Extract each line of the listing below that contains the string "path", copying the lines unchanged.
## Start
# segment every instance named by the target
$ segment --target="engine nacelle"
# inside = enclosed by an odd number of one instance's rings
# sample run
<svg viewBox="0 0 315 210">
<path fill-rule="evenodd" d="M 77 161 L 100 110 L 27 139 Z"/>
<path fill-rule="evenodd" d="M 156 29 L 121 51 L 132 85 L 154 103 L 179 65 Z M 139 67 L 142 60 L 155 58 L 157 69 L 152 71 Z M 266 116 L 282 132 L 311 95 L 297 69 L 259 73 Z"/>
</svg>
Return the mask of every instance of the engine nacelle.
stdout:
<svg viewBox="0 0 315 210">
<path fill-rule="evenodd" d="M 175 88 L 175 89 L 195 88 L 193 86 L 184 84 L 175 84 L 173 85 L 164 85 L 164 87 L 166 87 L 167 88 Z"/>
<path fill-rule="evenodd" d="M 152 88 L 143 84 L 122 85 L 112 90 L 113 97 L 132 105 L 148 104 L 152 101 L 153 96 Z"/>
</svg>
## End
= TASK SOLUTION =
<path fill-rule="evenodd" d="M 77 161 L 100 110 L 27 139 Z"/>
<path fill-rule="evenodd" d="M 156 29 L 121 51 L 132 85 L 154 103 L 179 65 Z M 139 67 L 142 60 L 155 58 L 157 69 L 152 71 Z M 266 116 L 282 132 L 311 95 L 297 69 L 259 73 Z"/>
<path fill-rule="evenodd" d="M 175 88 L 175 89 L 195 88 L 193 86 L 184 84 L 175 84 L 173 85 L 164 85 L 164 87 L 166 87 L 167 88 Z"/>
<path fill-rule="evenodd" d="M 152 88 L 143 84 L 122 85 L 112 90 L 113 97 L 132 105 L 148 104 L 152 101 L 153 96 Z"/>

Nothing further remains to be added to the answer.